■ **Exercise task A**
Using the article about Geneva College's court case, answer these questions:
(i) Which court issued the ruling described?
(ii) Which judge wrote the appeals court decision?
(iii) Which group represented the school?
■ **Exercise task B**
Rewrite the article about Geneva College's court case from "Rendell also said" up to and including "on constitutional rights.", putting "heightened review" in place of "strict scrutiny".

■ **Excerpt to read**
* * *
Geneva College isn’t “complicit” in providing abortion drugs for students and employees by telling the government it won’t pay for them in its health plan, the 3rd U.S. Circuit Court of Appeals ruled this week.

The appeals court overturned a district court ruling that found “self-certification” by the Presbyterian school in Pennsylvania violated the Religious Freedom Restoration Act.

The Alliance Defending Freedom, which represented the school, said in a statement Wednesday it was “seriously considering” appealing the ruling.

The crux of the dispute lies in whether Geneva College “triggers, facilitates, and makes [it] complicit in the provision” of abortion drugs by its insurance company when it registers its religious objections with the government.

The appeals court decision, written by Judge Marjorie Rendell, distinguishes the case from the Supreme Court’s ruling in the Hobby Lobby case, where a for-profit corporation run by an evangelical family was facing the choice of providing health coverage that includes abortion drugs or paying “substantial fines.”

Geneva College, by contrast, is “not faced with a ‘provide’ or ‘pay’ dilemma because they have a third option—notification pursuant to the accommodation—to avoid both providing contraceptive coverage to their employees and facing penalties for noncompliance with the contraceptive coverage requirement,” Rendell wrote.

Self-certification does nothing to trigger abortion-drug coverage, Rendell said: “Federal law, rather than any involvement by the appellees in filling out or submitting the self-certification form, creates the obligation of the insurance issuers and third-party administrators to provide coverage for contraceptive services” under the Affordable Care Act.

Forcing the government itself to facilitate ‘spiritual development’?

Geneva College chooses to avoid complicity in abortion precisely through a “declaration that they will not be complicit in providing coverage” – the self-certification form, Rendell said. “Ultimately, the regulatory notice requirement does not necessitate any action that interferes with the appellees’ religious activities.”

The judge said the college was trying to exercise “a religious veto” against an insurance company’s legal requirement to provide contraceptive coverage.

Rendell used the hypothetical example of a man who takes time off work on a religious holiday but refuses to submit a “time-off request” because it would make him complicit in someone else working on that religious holiday, in violation of his beliefs.

The decision cites a Supreme Court precedent involving American Indian objections to the use of a Social Security number to get welfare benefits. The high court said in the Bowen decision: “Never to our knowledge has the Court interpreted the First Amendment to require the Government itself to behave in ways that the individual believes will further his or her spiritual development or that of his or her family.”

Rendell said the district court was “misguided” in accepting Geneva College’s claim that its self-certification was the “central cog” that enabled students and employees to get abortion drugs.

Because it has “dispelled the notion that the self-certification procedure is burdensome,” the appeals court “need not consider whether the burden is substantial” on the college, according to the opinion.

Rendell also said the judges wouldn’t consider whether self-certification was the “least restrictive means” of providing abortion drugs to women. That’s part of the legal standard known as strict scrutiny, which courts apply when considering infringements on constitutional rights.

“Geneva College simply wants to abide by the Christian faith it espouses and teaches instead of being forced into an unacceptable inconsistency by the government,” Alliance Defending Freedom said after the ruling. “The administration has no business punishing people of faith for making decisions consistent with that faith.”
* * *
■ **Record excerpts**
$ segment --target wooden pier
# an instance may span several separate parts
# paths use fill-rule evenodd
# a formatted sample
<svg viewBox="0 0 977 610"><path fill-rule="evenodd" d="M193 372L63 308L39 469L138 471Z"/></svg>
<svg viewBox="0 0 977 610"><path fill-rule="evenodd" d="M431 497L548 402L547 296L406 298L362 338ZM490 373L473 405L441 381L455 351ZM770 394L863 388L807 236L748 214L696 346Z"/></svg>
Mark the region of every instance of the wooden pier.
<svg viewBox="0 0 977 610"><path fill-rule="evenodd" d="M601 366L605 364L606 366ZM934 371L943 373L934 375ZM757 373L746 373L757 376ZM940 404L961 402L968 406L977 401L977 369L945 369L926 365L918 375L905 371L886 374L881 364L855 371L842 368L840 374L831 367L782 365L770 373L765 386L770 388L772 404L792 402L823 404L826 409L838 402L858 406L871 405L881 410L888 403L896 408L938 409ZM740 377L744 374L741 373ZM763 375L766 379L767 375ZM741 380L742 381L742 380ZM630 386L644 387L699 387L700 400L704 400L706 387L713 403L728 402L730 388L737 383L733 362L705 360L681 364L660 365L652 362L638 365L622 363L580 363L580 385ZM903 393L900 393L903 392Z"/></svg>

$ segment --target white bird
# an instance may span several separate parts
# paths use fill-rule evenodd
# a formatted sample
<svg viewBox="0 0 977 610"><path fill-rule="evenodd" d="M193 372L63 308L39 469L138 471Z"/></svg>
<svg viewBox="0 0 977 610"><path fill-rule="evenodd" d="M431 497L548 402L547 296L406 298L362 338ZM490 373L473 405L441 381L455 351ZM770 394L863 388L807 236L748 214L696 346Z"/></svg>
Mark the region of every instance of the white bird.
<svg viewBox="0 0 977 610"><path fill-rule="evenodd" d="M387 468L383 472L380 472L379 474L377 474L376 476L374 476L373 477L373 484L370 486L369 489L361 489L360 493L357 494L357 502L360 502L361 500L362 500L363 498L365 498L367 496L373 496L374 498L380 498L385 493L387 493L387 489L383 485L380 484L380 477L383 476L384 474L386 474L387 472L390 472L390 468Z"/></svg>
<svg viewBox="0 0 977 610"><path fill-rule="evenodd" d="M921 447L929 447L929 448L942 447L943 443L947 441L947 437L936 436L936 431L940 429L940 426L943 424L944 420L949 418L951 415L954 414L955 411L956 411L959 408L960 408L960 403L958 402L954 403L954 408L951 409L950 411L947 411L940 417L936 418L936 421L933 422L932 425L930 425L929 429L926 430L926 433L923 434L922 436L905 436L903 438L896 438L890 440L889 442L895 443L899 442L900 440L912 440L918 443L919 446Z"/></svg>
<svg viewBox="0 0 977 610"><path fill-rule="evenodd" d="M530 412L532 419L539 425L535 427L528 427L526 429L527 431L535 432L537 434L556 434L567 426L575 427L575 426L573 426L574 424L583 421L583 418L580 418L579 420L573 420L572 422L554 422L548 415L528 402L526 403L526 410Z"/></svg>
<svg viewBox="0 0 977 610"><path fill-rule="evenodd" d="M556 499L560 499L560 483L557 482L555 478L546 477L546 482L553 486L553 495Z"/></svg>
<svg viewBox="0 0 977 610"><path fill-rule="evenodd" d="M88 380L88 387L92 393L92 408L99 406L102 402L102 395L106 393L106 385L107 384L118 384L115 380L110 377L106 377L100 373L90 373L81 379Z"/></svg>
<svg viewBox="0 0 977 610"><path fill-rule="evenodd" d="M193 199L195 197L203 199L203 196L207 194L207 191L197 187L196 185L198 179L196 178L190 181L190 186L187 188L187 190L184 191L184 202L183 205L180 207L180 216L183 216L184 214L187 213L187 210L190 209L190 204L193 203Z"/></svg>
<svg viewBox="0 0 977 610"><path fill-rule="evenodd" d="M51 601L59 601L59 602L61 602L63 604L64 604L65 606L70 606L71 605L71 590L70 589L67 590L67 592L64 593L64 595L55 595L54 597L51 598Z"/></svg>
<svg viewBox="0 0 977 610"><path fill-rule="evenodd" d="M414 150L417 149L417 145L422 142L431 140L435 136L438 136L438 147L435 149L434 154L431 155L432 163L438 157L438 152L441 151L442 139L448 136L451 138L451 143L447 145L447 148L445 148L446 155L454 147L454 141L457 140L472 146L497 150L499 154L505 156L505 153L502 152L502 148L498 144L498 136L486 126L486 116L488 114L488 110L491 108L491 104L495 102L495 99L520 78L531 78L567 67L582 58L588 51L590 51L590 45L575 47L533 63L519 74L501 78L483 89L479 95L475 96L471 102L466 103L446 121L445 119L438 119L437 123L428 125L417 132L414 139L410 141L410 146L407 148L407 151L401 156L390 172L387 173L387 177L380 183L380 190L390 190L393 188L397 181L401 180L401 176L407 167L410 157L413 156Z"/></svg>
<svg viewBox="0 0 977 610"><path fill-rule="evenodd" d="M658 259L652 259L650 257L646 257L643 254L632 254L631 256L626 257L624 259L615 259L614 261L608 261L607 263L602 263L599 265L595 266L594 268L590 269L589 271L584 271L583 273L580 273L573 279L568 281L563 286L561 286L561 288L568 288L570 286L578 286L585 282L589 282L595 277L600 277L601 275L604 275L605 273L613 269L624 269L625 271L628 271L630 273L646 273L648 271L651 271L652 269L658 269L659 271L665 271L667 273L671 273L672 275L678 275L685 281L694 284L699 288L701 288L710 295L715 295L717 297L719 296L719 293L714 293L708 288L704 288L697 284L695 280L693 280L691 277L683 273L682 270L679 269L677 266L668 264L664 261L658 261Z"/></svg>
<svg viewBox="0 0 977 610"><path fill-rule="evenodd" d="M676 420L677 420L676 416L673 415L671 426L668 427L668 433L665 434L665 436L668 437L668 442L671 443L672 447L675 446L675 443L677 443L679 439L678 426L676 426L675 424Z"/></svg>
* * *
■ **Task response A**
(i) The 3rd U.S. Circuit Court of Appeals
(ii) Judge Marjorie Rendell
(iii) The Alliance Defending Freedom

■ **Task response B**
Rendell also said the judges wouldn’t consider whether self-certification was the “least restrictive means” of providing abortion drugs to women. That’s part of the legal standard known as heightened review, which courts apply when considering infringements on constitutional rights.